Jason Stopa

Wayne Thiebaud’s iconic images of food, cakes, pies and ice cream, as well as hot dogs, cheeses and chickens, are so utterly delectable and so thoroughly “American” that any exploration of his legacy must include artists who take food as their subject. Countless artists express their admiration for Thiebaud by appropriating the look of his work. In contrast, Jason Stopa engages the foundational ideas behind Thiebaud’s selection of food as his subject.

Stopa’s “High Fructose,” a series of paintings made from 2014 to 2016, features brand-name foods Skittles, 7 Up, Cherry Coke, and Kool-Aid are just a few examples. Like Thiebaud, Stopa paints from memory, creating archetypal, instead of specific, images of his everyday life. When Thiebaud was admitted to the American Academy of Achievement, he offered a poignant explanation of why he paints what is closest to him:

“It was somehow important to be honest in what we do, and to love what it is we paint. … And it seems to me that it’s easy to overlook what we spend our majority of time doing, and that’s an intimate association with everyday things: putting on our shoes, tying our ties, eating our breakfast, cooking our meals, washing our dishes. Somehow that ongoing human activity seems to me very much worth doing.”

Stopa’s “High Fructose” paintings emerge from the same imperative to look closely at the most mundane corners of daily life. And like Thiebaud, he imbues the most humble of subjects with painterly integrity.

▬▬▬

◆ Do this ◆
Answer these from the passage on Jason Stopa:
(a) Over what years were the "High Fructose" paintings made?
(b) On what occasion did Thiebaud explain why he paints what is closest to him?
(c) What working method do Stopa and Thiebaud share?

◆ Collected data ◆
▬▬▬

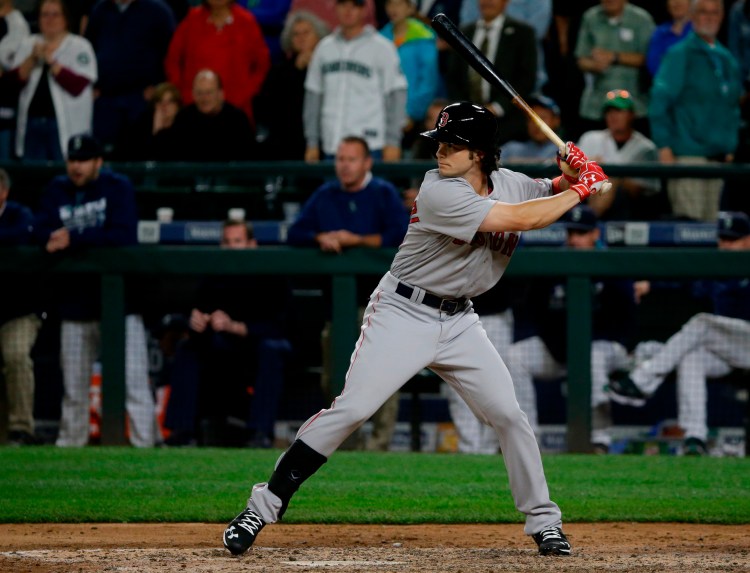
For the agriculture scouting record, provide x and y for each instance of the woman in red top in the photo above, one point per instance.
(223, 37)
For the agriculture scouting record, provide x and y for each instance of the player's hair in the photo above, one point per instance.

▬▬▬

◆ Solution for this problem ◆
(a) From 2014 to 2016.
(b) When he was admitted to the American Academy of Achievement.
(c) Both paint from memory.